(本文):
==================================================

復刻Marantz7R レストア依頼機 S.M 様 概要
2018.11. 19 初掲載
2018. 11.28 レストア完了
2018. 12. 5 再レストア完了
★本機はMarantz7の復刻版(レプリカ)です。ワンオーナーのようで、お送り頂いた時入っていたダンボールは本機の製品のものです。
大切に仕舞われていたのでしょう。本体にも全く傷や汚れはありません。
復刻と言えどMarantz7の音を継承しています。真空管だけはMarantzロゴの中国製が純正で付いているので余り良い音ではありませんが、本機のオーナー様はしっかりTelefunkenのNOS6本組に交換されています。
恐らくMarantz7らしい、かなり良い音で鳴っていたと思います。
しかし、復刻ももうかなりの年数が経って、こちらにもレストアに入っているものがありました。本機もいよいよ各部が劣化しているようです。
カソードバイパスコンデンサー4本とも交換しました。
ラインのセラミックコンデンサーも交換しました。ここは音にかなり影響の有るところなので特性を見ながら選定しました。
★再レストア完了です。 2018.
12. 5
先のレストア完了からまだエージングを続けていました。
それからオーナー様から検査で良品だった部品を念の為に交換して欲しいとの依頼があり
1 イコライザの、カソードバイパスコンデンサ
2 トーン回路のカップリングコンデンサ
3 終段の、セラミックコンデンサ
を交換しました。

==================================================

(提示資料):
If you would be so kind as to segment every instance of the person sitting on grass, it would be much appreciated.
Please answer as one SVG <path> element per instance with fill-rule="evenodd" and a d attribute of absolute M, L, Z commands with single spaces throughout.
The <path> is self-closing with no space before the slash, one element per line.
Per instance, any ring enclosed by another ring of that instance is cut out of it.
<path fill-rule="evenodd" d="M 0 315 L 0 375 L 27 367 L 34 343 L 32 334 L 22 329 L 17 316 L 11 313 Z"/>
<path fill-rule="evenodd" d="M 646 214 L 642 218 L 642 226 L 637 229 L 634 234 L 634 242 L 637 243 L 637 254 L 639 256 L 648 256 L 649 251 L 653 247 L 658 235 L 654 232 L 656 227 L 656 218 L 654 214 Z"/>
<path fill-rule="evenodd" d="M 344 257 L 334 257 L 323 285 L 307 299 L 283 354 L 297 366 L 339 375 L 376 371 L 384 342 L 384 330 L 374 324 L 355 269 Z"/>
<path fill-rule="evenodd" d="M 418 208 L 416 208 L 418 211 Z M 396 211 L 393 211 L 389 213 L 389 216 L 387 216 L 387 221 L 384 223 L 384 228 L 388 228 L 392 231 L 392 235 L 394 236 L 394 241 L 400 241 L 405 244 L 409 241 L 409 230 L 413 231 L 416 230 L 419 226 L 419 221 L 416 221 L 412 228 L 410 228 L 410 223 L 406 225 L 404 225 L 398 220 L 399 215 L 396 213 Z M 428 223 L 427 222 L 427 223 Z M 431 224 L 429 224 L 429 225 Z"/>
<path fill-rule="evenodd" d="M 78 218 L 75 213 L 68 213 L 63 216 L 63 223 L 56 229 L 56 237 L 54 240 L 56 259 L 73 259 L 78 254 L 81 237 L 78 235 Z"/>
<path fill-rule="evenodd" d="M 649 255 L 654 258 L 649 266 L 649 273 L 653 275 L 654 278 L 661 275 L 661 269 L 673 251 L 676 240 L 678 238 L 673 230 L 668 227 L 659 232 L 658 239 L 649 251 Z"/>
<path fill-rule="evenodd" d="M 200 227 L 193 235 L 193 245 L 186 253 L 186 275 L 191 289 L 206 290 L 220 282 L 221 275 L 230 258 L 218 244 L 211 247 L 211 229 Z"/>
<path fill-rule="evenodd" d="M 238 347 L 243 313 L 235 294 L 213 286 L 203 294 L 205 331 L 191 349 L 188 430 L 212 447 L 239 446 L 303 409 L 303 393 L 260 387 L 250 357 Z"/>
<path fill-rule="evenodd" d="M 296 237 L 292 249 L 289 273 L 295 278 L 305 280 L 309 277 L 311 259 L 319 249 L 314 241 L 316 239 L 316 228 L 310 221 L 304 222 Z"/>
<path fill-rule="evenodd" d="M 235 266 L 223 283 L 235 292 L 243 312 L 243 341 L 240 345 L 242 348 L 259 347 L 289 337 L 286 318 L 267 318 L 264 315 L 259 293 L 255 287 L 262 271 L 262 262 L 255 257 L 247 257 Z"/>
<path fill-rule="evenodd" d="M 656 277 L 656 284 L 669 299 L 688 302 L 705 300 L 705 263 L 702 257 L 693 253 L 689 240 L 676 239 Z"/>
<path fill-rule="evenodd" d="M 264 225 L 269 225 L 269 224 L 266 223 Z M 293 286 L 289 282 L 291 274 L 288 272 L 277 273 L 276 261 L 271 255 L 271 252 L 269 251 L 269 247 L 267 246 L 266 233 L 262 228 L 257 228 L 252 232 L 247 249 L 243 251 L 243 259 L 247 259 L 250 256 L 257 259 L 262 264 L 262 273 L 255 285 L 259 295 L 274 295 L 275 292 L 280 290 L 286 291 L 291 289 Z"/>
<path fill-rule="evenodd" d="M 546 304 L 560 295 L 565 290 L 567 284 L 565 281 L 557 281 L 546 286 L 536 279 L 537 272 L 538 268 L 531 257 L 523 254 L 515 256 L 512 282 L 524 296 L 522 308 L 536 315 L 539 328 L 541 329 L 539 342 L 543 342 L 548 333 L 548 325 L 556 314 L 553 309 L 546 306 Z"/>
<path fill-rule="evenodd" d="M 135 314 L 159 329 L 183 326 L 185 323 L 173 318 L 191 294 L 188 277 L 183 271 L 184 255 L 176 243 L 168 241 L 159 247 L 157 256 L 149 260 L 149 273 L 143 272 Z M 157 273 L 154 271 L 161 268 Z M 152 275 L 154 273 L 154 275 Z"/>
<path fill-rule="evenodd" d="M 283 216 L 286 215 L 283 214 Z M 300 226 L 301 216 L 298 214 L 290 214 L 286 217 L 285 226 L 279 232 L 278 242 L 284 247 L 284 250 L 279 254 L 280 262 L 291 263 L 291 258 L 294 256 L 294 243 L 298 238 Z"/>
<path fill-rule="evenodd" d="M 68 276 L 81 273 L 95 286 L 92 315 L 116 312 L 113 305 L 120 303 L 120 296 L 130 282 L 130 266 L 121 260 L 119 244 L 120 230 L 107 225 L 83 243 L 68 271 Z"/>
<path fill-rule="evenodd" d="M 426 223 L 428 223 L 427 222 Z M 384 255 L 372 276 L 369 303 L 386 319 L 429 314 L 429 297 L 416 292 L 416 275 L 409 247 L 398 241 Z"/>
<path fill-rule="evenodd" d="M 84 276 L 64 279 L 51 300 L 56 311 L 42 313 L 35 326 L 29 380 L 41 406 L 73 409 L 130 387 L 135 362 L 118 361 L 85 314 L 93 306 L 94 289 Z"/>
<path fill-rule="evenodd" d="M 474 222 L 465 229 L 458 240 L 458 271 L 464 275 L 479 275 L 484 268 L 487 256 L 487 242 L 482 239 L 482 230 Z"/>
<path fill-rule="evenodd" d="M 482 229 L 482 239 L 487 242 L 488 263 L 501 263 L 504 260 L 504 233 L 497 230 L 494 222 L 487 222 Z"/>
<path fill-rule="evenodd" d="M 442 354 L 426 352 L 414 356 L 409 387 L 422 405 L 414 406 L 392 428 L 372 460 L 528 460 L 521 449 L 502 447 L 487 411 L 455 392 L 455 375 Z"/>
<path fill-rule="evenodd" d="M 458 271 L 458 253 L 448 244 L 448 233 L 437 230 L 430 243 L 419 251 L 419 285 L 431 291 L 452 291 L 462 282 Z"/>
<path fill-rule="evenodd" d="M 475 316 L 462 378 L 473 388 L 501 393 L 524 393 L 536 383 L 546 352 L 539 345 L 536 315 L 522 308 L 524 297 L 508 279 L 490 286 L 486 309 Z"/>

==================================================

(設問):
1. 復刻Marantz7Rのレストアの本文について、次の問いに答えてください。
(a) 最初のレストアが完了したのはいつですか。
(b) オーナーが交換していた真空管は何ですか。
(c) カソードバイパスコンデンサーは何本交換されましたか。
2. 復刻Marantz7Rのレストアの本文で、再レストアの際にオーナーの依頼を受けて交換された部品をすべて挙げてください。
3. 復刻Marantz7Rのレストアの本文を、最後の文のあとから書き継いでください。

(解答):
1.
(a) 2018年11月28日
(b) TelefunkenのNOS6本組
(c) 4本

2.
イコライザのカソードバイパスコンデンサ
トーン回路のカップリングコンデンサ
終段のセラミックコンデンサ

3.
高圧B2です。257.2Vを表示し正規電圧258Vに近い値です。
★レストア後の各部の電圧です。
まずは追加されたチューブラコンを計ってみました。
何と!3本中1本はリークして不良です。(Leaky表示)
高圧2段目のブロックコンデンサーです。これも3ブロック中2ブロックで表示の通り計測不能です。ここまでの表示はめったにありません。ESRも異常に高い値です。
これも左の3ブロック中2ブロック目の表示です。
トーンのカップリングも黄色のSPRAGUEに交換しました。
★音にかなり影響のあるセラミックとトーン回路のカップリングを交換しました。
この為、これまでとは違った雰囲気が出ます。
これでかなりオリジナルの音に近付いたと思います。
交換部品も増えました。
背面の出力調整ボリュームです。この状態は中間位置です。
よくこのボリュームを最大位置にされる方がいますがボリュームは最初と最後はあまり音が良くなく、中間位置が最も良い音です。
本機のボリュームも中間位置が周波数特性が良い位置だったのでここに合わせておきました。
内部裏側です。電源部はアッセンブリー交換なので全て新品です。
横一列の小さなカップリングコンデンサーは音の良いGoodAll-TRWの0.01uF/400Vを使いました。
内部上面です。殆どの主なカップリングコンデンサーを音の良い新品に交換しました。
フォノイコのRIAA偏差を決めるコンデンサーもマイカコンに交換しました。
セラミックは検査の結果良品なのでそのまま使用しました。
セレクタースイッチ回りです。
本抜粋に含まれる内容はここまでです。